-- Document text follows --

Your thoughts start running wild. You wonder ― is there something wrong with my body? Why are all my friends getting pregnant except me? The truth is, many couples don’t succeed in conceiving on their first attempt.
“In Singapore, most newlyweds want to have children within the first three years of marriage, but most are blissfully unaware of potential fertility issues,” she says. “This is especially significant, given the trend of people marrying later.”
Women experiencing infertility are found to have emotional stress levels similar to those experienced by cancer and cardiac rehabilitation patients.
Faessler-Moro adds that fertility issues can lead to a high level of stress. In fact, women experiencing infertility are found to have emotional stress levels similar to those experienced by cancer and cardiac rehabilitation patients, she observes.
So, keeping stress at bay during their TTC journey is essential for a couple’s emotional and mental well-being. Take the pressure off with these strategies:
1. Avoid fretting or self-diagnosis
“Try to limit anxious late-night Googling or getting carried away with self-diagnosis,” Faessler-Moro advises. “Endless online ‘research’ may only end up overwhelming and stressing you further. “
The Internet has tons of old wives’ tales on about how to increase one’s chances of conceiving. These range from stopping exercise entirely to needing to orgasm in order to conceive. You might suffer from an information overload if you believe them all, which could make your conceiving journey tougher than it already is.
Instead, try to separate your fears and concerns from the facts of a situation. Do this by getting the right information about infertility.
2. Get facts on fertility issues
One way to manage stress and anxiety is to be informed about common causes of infertility.
She elaborates, “A woman’s age is the most important factor for a successful pregnancy. Her fertility declines gradually from her early to mid-30s, more rapidly after 38 years and then steeply after the age of 40 as she faces diminishing egg reserves and egg quality.”
3. Consider getting external support
“They can offer guidance on different coping mechanisms such as hypnotherapy, visualisation, inner-child work or even couple’s therapy,” Faessler-Moro explains. “Whether infertility is a medical issue or the result of an unexplained emotional issue, therapy is also a powerful opportunity to work on personal development.”
4. Communicate with your spouse
When you try to conceive, it isn’t just about regular sexual intimacy with your other half. If you’ve both had to suffer a prolonged period of unsuccessful baby-making efforts, it’s important to voice your anxieties and frustrations.

-- Document text concluded --
-- Provided material follows --

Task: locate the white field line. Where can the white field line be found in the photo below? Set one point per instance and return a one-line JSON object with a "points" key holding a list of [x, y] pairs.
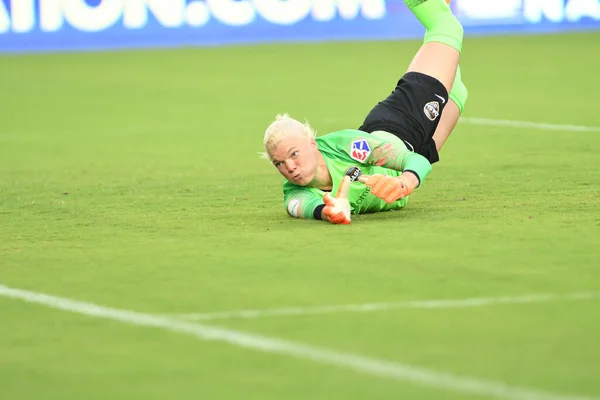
{"points": [[512, 124], [370, 307], [529, 124], [358, 363]]}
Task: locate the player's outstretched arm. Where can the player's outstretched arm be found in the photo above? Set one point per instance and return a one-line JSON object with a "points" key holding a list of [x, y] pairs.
{"points": [[390, 152]]}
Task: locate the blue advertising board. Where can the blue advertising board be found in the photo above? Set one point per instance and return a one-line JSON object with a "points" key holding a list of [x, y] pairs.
{"points": [[60, 25]]}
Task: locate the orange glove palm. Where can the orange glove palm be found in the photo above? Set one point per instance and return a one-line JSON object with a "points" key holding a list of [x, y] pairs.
{"points": [[388, 188], [337, 209]]}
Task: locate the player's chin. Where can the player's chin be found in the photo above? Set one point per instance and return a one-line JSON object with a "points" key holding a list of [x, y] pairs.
{"points": [[300, 181]]}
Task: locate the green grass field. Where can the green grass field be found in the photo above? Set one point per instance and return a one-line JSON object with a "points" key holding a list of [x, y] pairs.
{"points": [[131, 180]]}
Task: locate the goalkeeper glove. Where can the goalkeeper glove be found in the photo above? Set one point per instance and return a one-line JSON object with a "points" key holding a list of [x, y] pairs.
{"points": [[388, 188], [337, 209]]}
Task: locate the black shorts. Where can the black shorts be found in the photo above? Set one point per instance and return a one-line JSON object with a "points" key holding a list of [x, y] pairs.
{"points": [[412, 112]]}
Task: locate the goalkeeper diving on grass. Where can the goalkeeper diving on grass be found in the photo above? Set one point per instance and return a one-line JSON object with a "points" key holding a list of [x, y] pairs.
{"points": [[376, 167]]}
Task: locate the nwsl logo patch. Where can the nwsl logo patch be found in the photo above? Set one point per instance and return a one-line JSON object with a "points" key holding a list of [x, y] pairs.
{"points": [[360, 150]]}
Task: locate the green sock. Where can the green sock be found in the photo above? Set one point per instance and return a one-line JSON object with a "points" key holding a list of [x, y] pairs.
{"points": [[459, 92], [436, 16]]}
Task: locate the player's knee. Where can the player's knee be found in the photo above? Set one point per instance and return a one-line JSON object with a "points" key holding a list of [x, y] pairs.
{"points": [[447, 29], [459, 94]]}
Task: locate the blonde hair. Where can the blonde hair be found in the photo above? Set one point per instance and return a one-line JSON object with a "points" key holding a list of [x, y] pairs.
{"points": [[284, 126]]}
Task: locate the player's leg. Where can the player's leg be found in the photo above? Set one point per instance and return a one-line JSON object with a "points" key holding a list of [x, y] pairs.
{"points": [[452, 111], [439, 55]]}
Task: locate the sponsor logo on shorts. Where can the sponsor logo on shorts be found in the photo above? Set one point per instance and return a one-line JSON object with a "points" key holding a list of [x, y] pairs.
{"points": [[432, 110], [360, 150], [354, 173]]}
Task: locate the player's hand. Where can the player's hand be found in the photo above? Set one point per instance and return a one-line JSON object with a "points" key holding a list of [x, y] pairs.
{"points": [[337, 209], [388, 188]]}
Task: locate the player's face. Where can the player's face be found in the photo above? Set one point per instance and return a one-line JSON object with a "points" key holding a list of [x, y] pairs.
{"points": [[295, 157]]}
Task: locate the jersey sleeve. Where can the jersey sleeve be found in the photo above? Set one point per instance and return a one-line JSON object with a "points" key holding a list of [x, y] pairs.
{"points": [[383, 149], [301, 202]]}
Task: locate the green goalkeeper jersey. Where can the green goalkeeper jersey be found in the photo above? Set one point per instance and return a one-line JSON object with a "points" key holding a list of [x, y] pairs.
{"points": [[376, 153]]}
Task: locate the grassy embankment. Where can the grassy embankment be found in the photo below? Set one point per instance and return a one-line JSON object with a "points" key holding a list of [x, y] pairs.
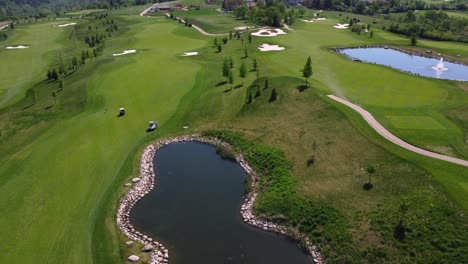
{"points": [[88, 157]]}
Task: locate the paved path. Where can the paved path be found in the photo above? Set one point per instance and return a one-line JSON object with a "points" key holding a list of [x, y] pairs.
{"points": [[394, 139]]}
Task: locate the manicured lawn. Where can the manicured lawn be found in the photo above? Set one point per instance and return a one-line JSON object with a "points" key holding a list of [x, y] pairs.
{"points": [[63, 165], [212, 20], [26, 67], [82, 155]]}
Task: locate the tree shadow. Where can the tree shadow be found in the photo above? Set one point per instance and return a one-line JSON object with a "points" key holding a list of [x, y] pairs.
{"points": [[302, 88], [399, 232], [221, 83]]}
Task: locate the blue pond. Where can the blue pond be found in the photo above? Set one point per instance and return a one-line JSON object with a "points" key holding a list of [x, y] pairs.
{"points": [[410, 63], [194, 211]]}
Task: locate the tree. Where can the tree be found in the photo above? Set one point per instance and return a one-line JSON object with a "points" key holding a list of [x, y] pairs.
{"points": [[273, 95], [54, 95], [370, 170], [254, 64], [231, 78], [242, 70], [414, 40], [307, 71], [54, 75], [226, 69], [257, 93], [74, 62]]}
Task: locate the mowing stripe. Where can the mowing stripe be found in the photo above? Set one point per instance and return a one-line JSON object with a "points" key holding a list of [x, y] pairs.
{"points": [[394, 139]]}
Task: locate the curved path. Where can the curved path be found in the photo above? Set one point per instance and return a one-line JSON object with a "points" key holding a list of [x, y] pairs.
{"points": [[394, 139]]}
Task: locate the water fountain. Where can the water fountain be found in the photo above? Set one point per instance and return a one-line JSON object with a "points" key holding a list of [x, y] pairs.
{"points": [[440, 66]]}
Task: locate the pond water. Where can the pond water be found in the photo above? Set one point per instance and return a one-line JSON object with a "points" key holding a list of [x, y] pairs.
{"points": [[194, 211], [410, 63]]}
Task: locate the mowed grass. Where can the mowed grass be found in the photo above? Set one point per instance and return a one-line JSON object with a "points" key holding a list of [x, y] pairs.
{"points": [[211, 20], [26, 67], [52, 188]]}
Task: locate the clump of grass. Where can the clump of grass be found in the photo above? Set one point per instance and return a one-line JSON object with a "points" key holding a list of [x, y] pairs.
{"points": [[226, 152]]}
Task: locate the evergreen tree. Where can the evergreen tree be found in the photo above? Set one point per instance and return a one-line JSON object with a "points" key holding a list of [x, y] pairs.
{"points": [[254, 64], [273, 95], [307, 71], [249, 100], [242, 70], [226, 68], [257, 93], [231, 78]]}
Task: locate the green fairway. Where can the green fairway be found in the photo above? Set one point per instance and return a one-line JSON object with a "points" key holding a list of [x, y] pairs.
{"points": [[83, 155], [28, 66], [64, 160]]}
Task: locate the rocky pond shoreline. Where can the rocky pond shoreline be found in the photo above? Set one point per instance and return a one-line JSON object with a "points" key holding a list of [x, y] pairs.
{"points": [[146, 182]]}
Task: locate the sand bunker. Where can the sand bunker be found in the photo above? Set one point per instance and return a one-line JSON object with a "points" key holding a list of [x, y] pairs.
{"points": [[125, 52], [66, 25], [269, 32], [195, 53], [268, 47], [17, 47], [341, 26]]}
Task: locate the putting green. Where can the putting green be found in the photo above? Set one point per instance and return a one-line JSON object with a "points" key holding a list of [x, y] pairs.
{"points": [[415, 122], [55, 185], [29, 66]]}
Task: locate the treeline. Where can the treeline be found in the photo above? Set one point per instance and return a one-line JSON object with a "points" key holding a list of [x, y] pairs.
{"points": [[94, 38], [15, 9], [267, 14], [436, 25]]}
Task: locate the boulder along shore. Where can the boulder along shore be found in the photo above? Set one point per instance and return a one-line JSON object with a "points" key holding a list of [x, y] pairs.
{"points": [[146, 182]]}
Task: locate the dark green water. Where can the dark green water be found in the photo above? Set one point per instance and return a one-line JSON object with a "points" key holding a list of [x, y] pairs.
{"points": [[194, 211]]}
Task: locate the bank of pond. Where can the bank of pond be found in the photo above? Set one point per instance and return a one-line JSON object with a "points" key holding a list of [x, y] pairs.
{"points": [[194, 211], [414, 64]]}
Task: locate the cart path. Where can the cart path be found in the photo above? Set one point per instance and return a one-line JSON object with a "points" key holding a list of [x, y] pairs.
{"points": [[394, 139]]}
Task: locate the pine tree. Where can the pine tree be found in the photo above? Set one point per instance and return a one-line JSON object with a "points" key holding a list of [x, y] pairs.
{"points": [[242, 70], [307, 71], [225, 69], [273, 95]]}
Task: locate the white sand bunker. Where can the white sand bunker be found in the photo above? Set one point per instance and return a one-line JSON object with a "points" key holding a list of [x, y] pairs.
{"points": [[125, 52], [66, 25], [17, 47], [269, 32], [195, 53], [341, 26], [268, 47], [243, 28]]}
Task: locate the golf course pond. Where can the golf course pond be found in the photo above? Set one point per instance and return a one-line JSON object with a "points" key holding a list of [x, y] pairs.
{"points": [[194, 211], [414, 64]]}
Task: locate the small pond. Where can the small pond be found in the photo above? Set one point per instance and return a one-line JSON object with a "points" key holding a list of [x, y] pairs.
{"points": [[194, 211], [429, 67]]}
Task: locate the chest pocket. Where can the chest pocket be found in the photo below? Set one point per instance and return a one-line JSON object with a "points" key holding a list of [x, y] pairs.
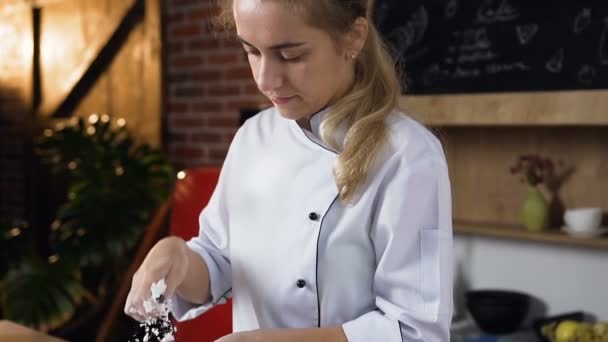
{"points": [[435, 247]]}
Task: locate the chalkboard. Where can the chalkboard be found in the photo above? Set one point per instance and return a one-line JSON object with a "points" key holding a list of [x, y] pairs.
{"points": [[478, 46]]}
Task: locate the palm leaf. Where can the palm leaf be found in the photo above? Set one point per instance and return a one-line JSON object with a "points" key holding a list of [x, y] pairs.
{"points": [[41, 295]]}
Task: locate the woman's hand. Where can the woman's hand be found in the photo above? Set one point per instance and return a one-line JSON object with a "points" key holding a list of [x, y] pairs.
{"points": [[237, 337], [168, 260]]}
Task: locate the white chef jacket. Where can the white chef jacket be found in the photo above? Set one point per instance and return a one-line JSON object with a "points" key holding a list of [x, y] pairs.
{"points": [[276, 237]]}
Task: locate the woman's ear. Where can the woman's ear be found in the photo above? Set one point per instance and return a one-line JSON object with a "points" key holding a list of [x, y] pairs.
{"points": [[357, 37]]}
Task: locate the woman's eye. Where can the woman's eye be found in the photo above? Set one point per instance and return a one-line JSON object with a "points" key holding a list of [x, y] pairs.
{"points": [[285, 58]]}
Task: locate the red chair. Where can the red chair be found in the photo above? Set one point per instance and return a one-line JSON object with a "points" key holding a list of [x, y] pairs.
{"points": [[191, 195]]}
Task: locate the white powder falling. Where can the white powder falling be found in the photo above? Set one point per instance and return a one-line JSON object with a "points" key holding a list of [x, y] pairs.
{"points": [[157, 326]]}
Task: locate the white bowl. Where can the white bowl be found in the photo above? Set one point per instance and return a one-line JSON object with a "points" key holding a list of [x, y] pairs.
{"points": [[583, 219]]}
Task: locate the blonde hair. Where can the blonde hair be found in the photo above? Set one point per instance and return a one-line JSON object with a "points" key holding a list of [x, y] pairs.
{"points": [[371, 99]]}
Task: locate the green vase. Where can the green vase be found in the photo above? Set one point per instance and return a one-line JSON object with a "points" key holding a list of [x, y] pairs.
{"points": [[535, 211]]}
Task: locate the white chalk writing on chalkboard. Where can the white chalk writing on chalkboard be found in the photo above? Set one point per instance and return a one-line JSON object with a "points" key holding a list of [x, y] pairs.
{"points": [[582, 20], [495, 68], [474, 39], [477, 56], [492, 11], [525, 33], [556, 63], [451, 8], [586, 74], [604, 43], [413, 31]]}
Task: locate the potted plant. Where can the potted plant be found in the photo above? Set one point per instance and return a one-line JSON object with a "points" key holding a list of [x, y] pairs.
{"points": [[59, 277], [534, 170]]}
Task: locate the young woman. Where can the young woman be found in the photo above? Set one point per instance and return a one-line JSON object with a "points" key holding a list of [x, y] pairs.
{"points": [[331, 220]]}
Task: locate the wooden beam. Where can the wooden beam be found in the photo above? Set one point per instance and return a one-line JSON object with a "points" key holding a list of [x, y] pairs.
{"points": [[96, 58], [152, 60]]}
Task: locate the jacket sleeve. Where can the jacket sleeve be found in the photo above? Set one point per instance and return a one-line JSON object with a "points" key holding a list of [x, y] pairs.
{"points": [[412, 235], [212, 244]]}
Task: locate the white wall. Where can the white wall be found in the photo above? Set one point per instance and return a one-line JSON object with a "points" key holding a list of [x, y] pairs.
{"points": [[564, 278]]}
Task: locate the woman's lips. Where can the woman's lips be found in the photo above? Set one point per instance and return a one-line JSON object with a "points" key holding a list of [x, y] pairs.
{"points": [[281, 100]]}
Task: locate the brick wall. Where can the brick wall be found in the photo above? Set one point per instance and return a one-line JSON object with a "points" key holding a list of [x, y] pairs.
{"points": [[207, 82]]}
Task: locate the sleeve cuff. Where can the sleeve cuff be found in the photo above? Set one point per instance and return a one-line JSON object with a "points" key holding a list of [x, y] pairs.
{"points": [[373, 326], [219, 286]]}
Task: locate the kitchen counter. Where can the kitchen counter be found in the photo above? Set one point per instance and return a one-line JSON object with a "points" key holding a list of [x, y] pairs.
{"points": [[12, 332], [467, 331]]}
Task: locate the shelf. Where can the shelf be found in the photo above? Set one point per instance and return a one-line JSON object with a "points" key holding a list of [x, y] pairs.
{"points": [[552, 236], [555, 108]]}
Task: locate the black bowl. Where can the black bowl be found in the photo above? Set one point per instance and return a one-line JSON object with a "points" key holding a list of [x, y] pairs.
{"points": [[497, 312]]}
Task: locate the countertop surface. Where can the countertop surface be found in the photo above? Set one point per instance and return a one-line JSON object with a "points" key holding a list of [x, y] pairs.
{"points": [[12, 332]]}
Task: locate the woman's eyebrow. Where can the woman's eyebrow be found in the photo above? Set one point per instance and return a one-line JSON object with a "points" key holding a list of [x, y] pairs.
{"points": [[286, 45]]}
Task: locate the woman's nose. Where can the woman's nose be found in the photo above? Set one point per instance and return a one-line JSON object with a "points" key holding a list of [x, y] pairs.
{"points": [[270, 76]]}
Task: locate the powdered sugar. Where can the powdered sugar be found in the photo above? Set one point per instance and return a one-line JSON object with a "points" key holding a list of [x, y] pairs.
{"points": [[157, 326]]}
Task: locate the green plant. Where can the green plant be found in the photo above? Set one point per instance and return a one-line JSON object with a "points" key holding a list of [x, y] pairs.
{"points": [[113, 186], [534, 169]]}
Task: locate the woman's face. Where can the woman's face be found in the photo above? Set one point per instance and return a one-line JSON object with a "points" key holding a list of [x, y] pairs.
{"points": [[301, 69]]}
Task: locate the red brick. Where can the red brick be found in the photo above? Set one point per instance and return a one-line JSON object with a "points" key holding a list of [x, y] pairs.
{"points": [[178, 107], [178, 137], [207, 106], [203, 44], [188, 91], [225, 121], [186, 123], [238, 73], [203, 13], [186, 62], [206, 75], [206, 138], [237, 105], [185, 31], [175, 17], [176, 47], [223, 58]]}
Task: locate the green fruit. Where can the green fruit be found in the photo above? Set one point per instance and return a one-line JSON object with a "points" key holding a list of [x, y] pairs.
{"points": [[566, 331], [600, 328]]}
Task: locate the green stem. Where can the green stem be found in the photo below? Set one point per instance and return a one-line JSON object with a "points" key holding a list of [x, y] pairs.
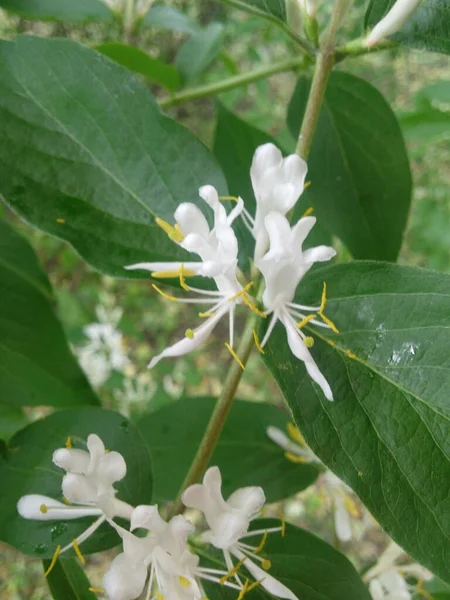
{"points": [[218, 87], [220, 413]]}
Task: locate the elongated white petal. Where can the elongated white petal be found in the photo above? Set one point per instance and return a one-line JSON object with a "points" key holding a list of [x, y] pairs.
{"points": [[31, 506], [187, 345], [393, 21], [125, 578], [191, 220], [73, 460], [299, 350], [268, 582]]}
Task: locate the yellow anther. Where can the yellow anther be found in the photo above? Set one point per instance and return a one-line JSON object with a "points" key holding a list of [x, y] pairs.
{"points": [[53, 563], [309, 341], [76, 547], [232, 571], [163, 294], [306, 320], [235, 356], [257, 342], [295, 434], [295, 458], [173, 231], [184, 581]]}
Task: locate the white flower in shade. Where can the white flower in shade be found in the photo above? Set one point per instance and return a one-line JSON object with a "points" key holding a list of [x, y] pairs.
{"points": [[228, 522], [161, 561], [218, 251], [392, 22], [87, 488], [283, 267], [277, 183], [387, 578]]}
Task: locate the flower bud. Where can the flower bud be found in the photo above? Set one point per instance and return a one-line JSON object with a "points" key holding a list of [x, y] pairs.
{"points": [[392, 22]]}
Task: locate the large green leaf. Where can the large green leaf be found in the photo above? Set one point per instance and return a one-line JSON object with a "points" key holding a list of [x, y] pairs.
{"points": [[86, 154], [244, 453], [68, 581], [140, 62], [305, 564], [36, 365], [60, 10], [427, 28], [387, 432], [358, 166], [27, 468]]}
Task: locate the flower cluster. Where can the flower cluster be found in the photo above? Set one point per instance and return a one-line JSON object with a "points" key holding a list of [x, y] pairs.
{"points": [[161, 563], [279, 256]]}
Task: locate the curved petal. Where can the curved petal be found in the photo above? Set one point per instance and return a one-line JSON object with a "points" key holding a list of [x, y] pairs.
{"points": [[191, 220], [299, 350], [125, 579], [71, 460], [188, 344]]}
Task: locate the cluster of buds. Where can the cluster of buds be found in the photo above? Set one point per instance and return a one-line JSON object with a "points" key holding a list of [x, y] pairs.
{"points": [[160, 564], [277, 183]]}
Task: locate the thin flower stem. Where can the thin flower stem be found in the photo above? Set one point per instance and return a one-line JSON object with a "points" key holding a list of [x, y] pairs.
{"points": [[218, 87], [220, 413]]}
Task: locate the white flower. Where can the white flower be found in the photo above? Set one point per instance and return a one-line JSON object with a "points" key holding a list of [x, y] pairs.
{"points": [[228, 523], [283, 267], [392, 22], [218, 251], [87, 488], [277, 183]]}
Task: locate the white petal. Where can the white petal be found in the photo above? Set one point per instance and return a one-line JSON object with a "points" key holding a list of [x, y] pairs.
{"points": [[299, 350], [125, 579], [29, 507], [319, 254], [72, 460], [268, 582], [191, 220], [187, 345]]}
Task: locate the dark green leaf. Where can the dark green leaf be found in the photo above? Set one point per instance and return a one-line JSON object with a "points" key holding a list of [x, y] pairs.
{"points": [[36, 365], [170, 18], [139, 61], [358, 166], [387, 432], [427, 28], [86, 154], [244, 453], [28, 469], [305, 564], [235, 142], [199, 51], [68, 581], [60, 10]]}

-- Provided material concluded --

**Assigned task 1**
From the article on fertility stress, reproduce the passage that begins at the words "4. Communicate with" and stops after the words "anxieties and frustrations.".
**Assigned task 2**
Decide whether each statement agrees with the article on fertility stress, answering yes or no and quoting the words that settle it: (a) A woman's fertility drops steeply after age 40. (b) The article recommends stopping exercise entirely as a way to improve the chances of conceiving. (c) Couple's therapy is named among the coping mechanisms that external support can offer guidance on.
**Assigned task 3**
Take the article on coping with fertility stress further, picking up right after its last sentence.

**Reply 1**
4. Communicate with your spouse
When you try to conceive, it isn’t just about regular sexual intimacy with your other half. If you’ve both had to suffer a prolonged period of unsuccessful baby-making efforts, it’s important to voice your anxieties and frustrations.

**Reply 2**
(a) Yes: "then steeply after the age of 40"
(b) No: "The Internet has tons of old wives’ tales on about how to increase one’s chances of conceiving. These range from stopping exercise entirely to needing to orgasm in order to conceive."
(c) Yes: "hypnotherapy, visualisation, inner-child work or even couple’s therapy"

**Reply 3**
“Even couples who usually communicate well can find it a challenge to keep up lines of communication when it comes to having a baby,” says Faessler-Moro. “Try not to make assumptions about how your partner feels, and release expectations about how they should feel as well.”
Couples should also be honest about how the TTC journey is affecting them emotionally. So if you are disappointed or upset by failures, tell your spouse how difficult this is for you, so that you can work through concerns together.
5. Understand that there will be ups and downs
Trying to conceive will be an emotional roller coaster with unforeseen issues such as a false positive, or even a chemical pregnancy. Identify the time of the month when it’s more stressful for you, so that you can make plans to lessen the pressure ahead of time.
Faessler-Moro suggests, “For example, if you know ahead of time that your period due date is usually preceded by a week of anxiety over whether you've conceived, prepare in advance and give yourself the support you need.“
“If you know ahead of time that your period due date is usually preceded by a week of anxiety over whether you've conceived, prepare in advance and give yourself the support you need.”
You might wish to keep a journal to pen your thoughts and feelings and remind yourself that the negative emotions will pass. Or get support from a therapist, people you trust and communicate openly with your spouse. You could also de-stress by exercising, organise a date night with your spouse or have dinner with friends.
“It can be tricky to know how to deal with family or friends, and hard not to compare yourself to other mums who struggled but eventually conceived,” says Faessler-Moro. “It’s important to remember that their journey isn’t your journey.”
She advises practising a few rehearsed responses to people who might ask personal questions. Also try to avoid situations or discussions that could lead to negative feelings about things that aren’t under your control.
It may also be helpful to share your situation with close friends and family, so that they will refrain from raising the topic of conceiving in conversations.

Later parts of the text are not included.